■ **KUTIPAN TERPILIH**
· · · ·

Qs 17:36
وَلَا
تَقْفُ مَا لَيْسَ لَكَ بِهِۦ عِلْمٌ ۚ إِنَّ ٱلسَّمْعَ وَٱلْبَصَرَ
وَٱلْفُؤَادَ كُلُّ أُو۟لَٰٓئِكَ كَانَ عَنْهُ مَسْـُٔولًۭا
Dan
janganlah kamu mengikuti apa yang kamu tidak mempunyai pengetahuan
tentangnya. Sesungguhnya pendengaran, penglihatan dan hati, semuanya itu
akan diminta pertanggungan jawabnya
Rasulullah shallallaahu ‘alaihi wa sallam bersabda :
مَنْ تَشَبَّهَ بِقَوْمٍ فَهُوَ مِنْهُمْ
“Barangsiapa yang menyerupai suatu kaum, maka ia termasuk golongan mereka”.
Merujuk
pada Ayat dan hadits di atas, maka alangkah baiknya kalau kita
seharusnya tabayun (kroscek) dahulu asal muasal dari perayaan tahun baru
masehi.
Kenapa harus 1 Januari? Dan budaya dari kaum apakah perayaan tersebut?
Hal itu dimaksudkan agar kita tidak terjebak oleh ketidaktahuan kita yang akan menyebabkan kita terlempar ke dalam kesesatan.
Sejarah Tahun Baru 1 Januari
Mari kita buka The World Book Encyclopedia tahun 1984, volume 14, halaman 237.
“The Roman ruler Julius Caesar established January 1 as New Year’s Day in 46 BC. The Romans dedicated this day to Janus , the god of gates, doors, and beginnings. The month of January was named after Janus, who had two faces – one looking forward and the other looking backward.”
terjemahan bebasnya kurang lebih begini :
“Penguasa Romawi Julius Caesar menetapkan 1 Januari sebagai hari permulaan tahun baru semenjak abad ke 46 SM. Orang Romawi mempersembahkan hari ini (1 Januari) kepada Janus, dewa segala gerbang, pintu-pintu, dan permulaan (waktu). Bulan Januari diambil dari nama Janus sendiri, yaitu dewa yang memiliki dua wajah – sebuah wajahnya menghadap ke (masa) depan dan sebuahnya lagi menghadap ke (masa) lalu.”,
Perayaan Tahun di beberapa Negara terkait dengan Ritual Keagamaan
Bulan
Januari (bulannya Janus) juga ditetapkan setelah Desember dikarenakan
Desember adalah pusat Winter Soltice, yaitu hari-hari dimana kaum pagan
penyembah Matahari merayakan ritual mereka saat musim dingin.

· · · ·

■ **CUPLIKAN SUMBER**
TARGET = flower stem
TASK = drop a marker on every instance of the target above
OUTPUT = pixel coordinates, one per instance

· · · ·

■ **TUGAS YANG DIMINTA**
- 1) Terjemahkan ke dalam bahasa Inggris kalimat dari teks tentang asal-usul tahun baru ini: "Hal itu dimaksudkan agar kita tidak terjebak oleh ketidaktahuan kita yang akan menyebabkan kita terlempar ke dalam kesesatan."
- 2) Salin bagian kutipan terpilih mulai dari "Kenapa harus 1" dan terus sampai "ke dalam kesesatan.", tanpa mengubah apa pun.

■ **JAWABAN YANG DIBERIKAN**
- 1) This is meant so that we are not trapped by our own ignorance, which would cause us to be thrown into misguidance.

- 2)
Kenapa harus 1 Januari? Dan budaya dari kaum apakah perayaan tersebut?
Hal itu dimaksudkan agar kita tidak terjebak oleh ketidaktahuan kita yang akan menyebabkan kita terlempar ke dalam kesesatan.